▸ **WHAT IS NEEDED**
Copy exactly, and only, the lines from the line containing "orange logo, one point per instance" through the last line of the records below, both included, and leave out any pictures.

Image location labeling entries
········

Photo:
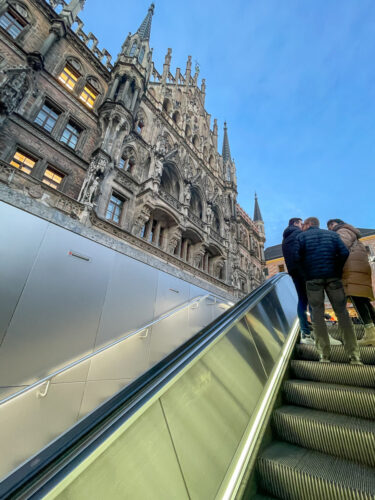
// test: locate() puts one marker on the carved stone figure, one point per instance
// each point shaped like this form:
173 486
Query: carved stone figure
13 91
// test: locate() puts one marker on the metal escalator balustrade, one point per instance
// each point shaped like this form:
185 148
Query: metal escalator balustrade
38 413
177 431
323 443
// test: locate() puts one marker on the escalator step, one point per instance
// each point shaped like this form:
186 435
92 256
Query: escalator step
309 352
345 437
295 473
334 373
352 401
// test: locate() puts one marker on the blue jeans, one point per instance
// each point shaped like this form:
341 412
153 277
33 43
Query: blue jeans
303 302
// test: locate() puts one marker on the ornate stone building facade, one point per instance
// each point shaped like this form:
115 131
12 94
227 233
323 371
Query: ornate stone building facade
121 147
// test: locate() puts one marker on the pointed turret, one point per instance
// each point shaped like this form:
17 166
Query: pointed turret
258 217
144 30
257 214
226 149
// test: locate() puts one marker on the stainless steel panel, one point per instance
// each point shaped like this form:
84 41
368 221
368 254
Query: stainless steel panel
130 299
57 317
138 463
128 359
21 237
25 430
171 292
208 408
98 391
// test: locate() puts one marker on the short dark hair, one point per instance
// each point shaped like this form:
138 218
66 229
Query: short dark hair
294 220
313 221
337 221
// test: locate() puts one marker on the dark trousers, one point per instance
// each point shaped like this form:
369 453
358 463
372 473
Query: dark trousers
300 285
364 309
335 291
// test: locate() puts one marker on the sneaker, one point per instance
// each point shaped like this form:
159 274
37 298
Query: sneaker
324 359
333 341
355 360
307 339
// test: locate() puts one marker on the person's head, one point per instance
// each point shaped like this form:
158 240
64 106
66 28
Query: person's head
332 223
296 221
310 222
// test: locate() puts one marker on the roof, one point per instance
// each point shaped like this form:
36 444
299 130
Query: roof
274 252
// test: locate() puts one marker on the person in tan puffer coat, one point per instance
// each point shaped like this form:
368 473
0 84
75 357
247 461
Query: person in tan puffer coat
356 277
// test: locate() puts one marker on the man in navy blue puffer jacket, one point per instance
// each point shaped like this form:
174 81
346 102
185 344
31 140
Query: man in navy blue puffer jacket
289 246
322 255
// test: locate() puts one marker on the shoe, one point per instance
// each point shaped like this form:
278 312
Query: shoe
355 360
307 339
369 336
324 359
333 341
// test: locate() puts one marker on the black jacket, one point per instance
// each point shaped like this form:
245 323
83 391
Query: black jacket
289 247
321 253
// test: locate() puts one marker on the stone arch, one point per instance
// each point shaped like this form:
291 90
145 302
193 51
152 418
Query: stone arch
170 180
167 105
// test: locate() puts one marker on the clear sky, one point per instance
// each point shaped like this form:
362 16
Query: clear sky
295 80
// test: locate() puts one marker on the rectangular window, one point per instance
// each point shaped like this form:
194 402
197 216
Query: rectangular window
23 161
70 135
47 117
88 96
69 77
52 177
114 208
12 23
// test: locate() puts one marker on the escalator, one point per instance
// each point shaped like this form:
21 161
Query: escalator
239 411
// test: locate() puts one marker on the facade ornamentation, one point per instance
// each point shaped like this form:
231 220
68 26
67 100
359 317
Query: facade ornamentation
136 157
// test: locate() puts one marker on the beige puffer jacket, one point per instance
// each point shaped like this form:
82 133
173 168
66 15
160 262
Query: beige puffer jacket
356 274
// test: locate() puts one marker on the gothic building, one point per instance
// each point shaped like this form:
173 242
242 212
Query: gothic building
120 147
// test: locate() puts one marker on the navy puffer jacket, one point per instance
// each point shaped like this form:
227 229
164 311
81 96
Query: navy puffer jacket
289 247
321 253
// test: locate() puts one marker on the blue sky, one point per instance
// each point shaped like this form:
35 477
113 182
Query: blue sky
295 80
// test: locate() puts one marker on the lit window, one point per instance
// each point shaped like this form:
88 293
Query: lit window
12 23
88 96
47 117
70 135
23 161
52 177
69 77
114 208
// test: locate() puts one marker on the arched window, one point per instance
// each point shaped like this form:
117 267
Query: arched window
167 106
195 203
133 49
141 55
169 182
176 117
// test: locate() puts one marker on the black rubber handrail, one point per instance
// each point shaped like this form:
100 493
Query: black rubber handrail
62 455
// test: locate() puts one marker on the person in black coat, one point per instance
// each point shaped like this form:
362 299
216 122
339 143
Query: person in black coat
321 255
289 246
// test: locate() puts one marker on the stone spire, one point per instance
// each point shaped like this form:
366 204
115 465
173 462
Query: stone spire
257 215
144 30
226 150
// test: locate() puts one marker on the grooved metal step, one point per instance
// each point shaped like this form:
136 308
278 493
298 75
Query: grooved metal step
352 401
334 373
338 355
294 473
345 437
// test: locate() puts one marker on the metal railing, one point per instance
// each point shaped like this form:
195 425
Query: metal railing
47 379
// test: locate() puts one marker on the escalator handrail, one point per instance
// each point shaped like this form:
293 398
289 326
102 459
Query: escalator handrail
59 457
47 379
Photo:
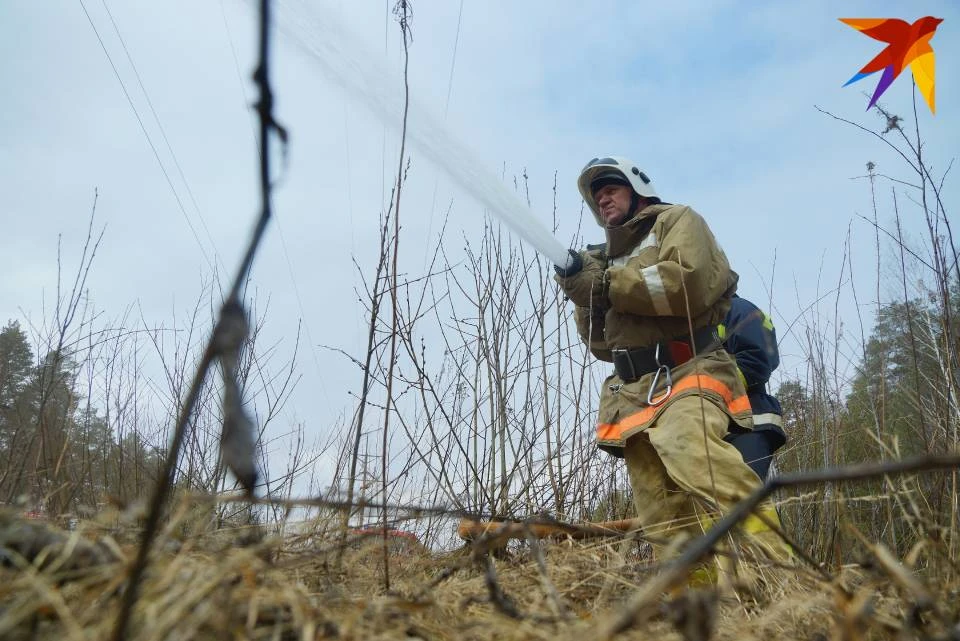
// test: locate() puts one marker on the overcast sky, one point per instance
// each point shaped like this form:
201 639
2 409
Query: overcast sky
715 100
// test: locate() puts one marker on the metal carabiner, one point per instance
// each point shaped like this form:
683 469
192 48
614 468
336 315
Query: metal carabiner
661 369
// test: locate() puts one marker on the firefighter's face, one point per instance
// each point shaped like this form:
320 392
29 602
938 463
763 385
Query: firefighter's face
614 203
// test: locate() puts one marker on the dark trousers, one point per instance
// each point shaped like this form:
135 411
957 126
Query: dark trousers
757 449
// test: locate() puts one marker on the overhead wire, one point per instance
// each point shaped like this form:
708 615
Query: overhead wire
446 109
163 134
146 134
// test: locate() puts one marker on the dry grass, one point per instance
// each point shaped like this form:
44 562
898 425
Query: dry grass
231 585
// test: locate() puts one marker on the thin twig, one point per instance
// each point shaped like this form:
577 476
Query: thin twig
267 124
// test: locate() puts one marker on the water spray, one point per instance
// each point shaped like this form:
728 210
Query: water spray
361 74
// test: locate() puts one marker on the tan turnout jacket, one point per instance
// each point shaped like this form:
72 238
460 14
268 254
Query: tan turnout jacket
662 266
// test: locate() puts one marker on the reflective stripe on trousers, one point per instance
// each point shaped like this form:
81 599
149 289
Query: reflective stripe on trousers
616 431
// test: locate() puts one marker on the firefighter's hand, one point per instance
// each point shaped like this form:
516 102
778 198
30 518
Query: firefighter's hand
587 287
574 265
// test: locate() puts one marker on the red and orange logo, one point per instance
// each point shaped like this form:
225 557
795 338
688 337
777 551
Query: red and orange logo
907 44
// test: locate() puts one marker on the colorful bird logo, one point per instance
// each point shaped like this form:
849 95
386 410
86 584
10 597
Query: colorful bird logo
907 44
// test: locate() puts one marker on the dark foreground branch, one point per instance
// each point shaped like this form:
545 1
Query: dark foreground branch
644 603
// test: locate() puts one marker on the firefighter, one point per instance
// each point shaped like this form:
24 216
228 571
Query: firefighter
668 405
748 334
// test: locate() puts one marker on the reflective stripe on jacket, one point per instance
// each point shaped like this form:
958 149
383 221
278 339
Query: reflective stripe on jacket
664 272
749 335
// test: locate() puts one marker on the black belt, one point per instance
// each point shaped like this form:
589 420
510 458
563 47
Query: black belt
632 364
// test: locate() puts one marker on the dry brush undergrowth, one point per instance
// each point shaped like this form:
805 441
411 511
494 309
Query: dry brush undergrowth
240 583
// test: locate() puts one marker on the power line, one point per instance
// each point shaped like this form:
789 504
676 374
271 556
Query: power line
446 108
163 133
153 147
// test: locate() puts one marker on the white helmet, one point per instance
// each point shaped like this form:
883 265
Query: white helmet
613 167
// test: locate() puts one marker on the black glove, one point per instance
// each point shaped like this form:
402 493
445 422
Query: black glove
585 282
572 267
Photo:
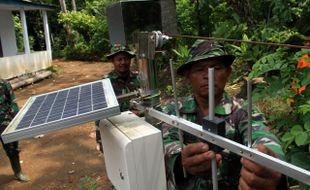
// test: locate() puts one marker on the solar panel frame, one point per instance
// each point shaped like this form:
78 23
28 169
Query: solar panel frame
82 114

········

▸ **OUTPUT FOR THIS EXERCISE**
// test: locate() puts one marker on the red and orange logo, one point per instance
// each point shaped like this form:
225 557
795 338
688 337
777 551
Query: red and orange logo
907 44
// test: locate() puts one marker on the colorful bird logo, one point per instance
// each point shaped like this form:
849 95
386 410
86 584
10 597
Query: colorful bird logo
907 44
// test: locate() puts one marker on the dark foreground branch, one point per instance
// each point shaped like this form:
545 1
Query: dark foreground branch
644 603
// test: locate() puts one marker on the firefighter, one point per instance
// each point shaped like this form:
24 216
228 571
Query: firefighter
668 405
748 334
// test: locate() puts one marker on the reflective stripe on jacket, one point per instance
// each point shaped like this form:
958 149
383 221
278 339
Query: reflective stripe on jacket
664 272
749 335
// test: locate() puts one marker on the black belt, one point per instance
// each point shaped like this form:
589 420
510 458
563 47
Query: black belt
632 364
// test: locate() puts one marker on the dry brush undergrowth, one point per instance
// each point shaped like this form:
805 441
411 511
494 309
Query: dry brush undergrowth
240 583
// test: locate() puts one marker on the power line, one point per instance
// each point shaped like this form:
789 504
676 374
271 556
Query: power line
446 108
163 133
153 147
// test: locate() puts one marker on the white helmet, one point per instance
// each point shaped like this form:
883 265
Query: white helmet
613 167
// test: locate() puts one marker on the black glove, one point per instance
// each point shaped like this form:
402 493
445 422
Query: black glove
585 282
572 267
Photo:
// test: locate() puts one marker on the solar panel frame, one point per instance
// each point shaped like this form:
78 23
28 169
Query: solar panel frame
82 114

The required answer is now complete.